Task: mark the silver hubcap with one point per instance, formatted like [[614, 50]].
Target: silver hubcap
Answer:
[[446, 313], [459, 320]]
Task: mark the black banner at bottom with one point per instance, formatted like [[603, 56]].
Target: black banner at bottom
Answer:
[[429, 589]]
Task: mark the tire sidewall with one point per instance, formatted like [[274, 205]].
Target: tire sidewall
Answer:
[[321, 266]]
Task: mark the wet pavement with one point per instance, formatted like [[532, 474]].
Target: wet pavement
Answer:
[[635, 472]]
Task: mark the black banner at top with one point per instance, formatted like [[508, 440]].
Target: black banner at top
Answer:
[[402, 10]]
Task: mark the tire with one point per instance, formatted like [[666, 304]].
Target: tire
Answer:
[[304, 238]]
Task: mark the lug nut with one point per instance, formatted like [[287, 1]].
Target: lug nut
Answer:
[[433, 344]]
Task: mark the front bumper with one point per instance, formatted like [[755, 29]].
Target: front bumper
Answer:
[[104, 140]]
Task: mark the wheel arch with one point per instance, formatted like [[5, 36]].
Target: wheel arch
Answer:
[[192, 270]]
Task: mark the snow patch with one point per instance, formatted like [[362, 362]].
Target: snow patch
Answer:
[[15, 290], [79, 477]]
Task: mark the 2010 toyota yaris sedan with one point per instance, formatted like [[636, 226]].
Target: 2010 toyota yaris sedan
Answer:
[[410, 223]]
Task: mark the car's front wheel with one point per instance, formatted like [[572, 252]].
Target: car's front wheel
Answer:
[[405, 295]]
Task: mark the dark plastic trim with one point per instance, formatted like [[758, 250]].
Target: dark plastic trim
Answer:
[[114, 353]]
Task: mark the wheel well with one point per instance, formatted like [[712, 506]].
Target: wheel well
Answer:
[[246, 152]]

--

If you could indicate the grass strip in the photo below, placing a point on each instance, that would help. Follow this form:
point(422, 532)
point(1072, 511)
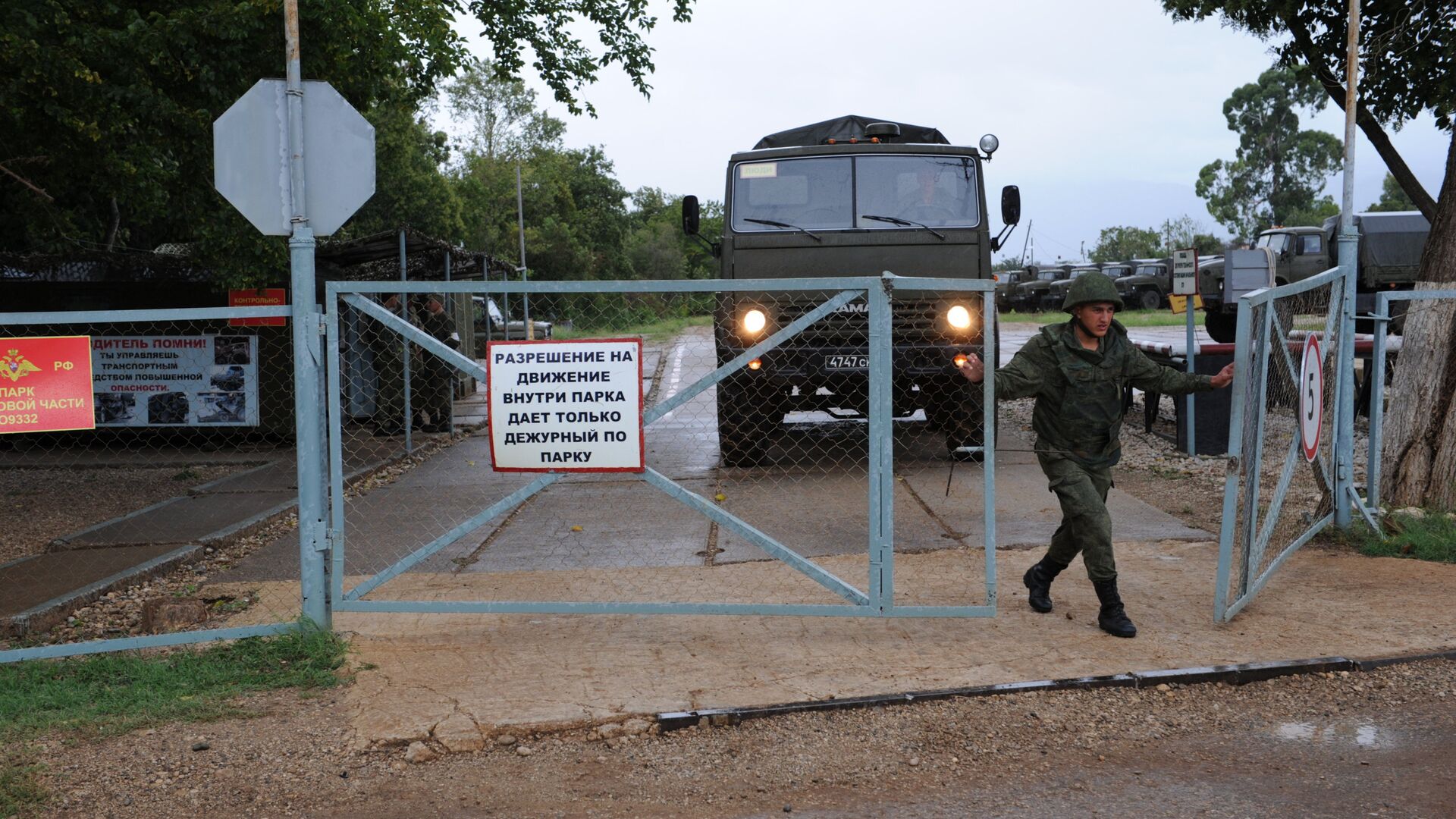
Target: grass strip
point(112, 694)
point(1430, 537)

EXERCISE DIRECTIONS: Copy each line above that contains the string "sedan".

EXERCISE RESPONSE:
Task: mark the 2010 toyota yaris sedan with one point per instance, formatted like [[636, 226]].
Target: 2010 toyota yaris sedan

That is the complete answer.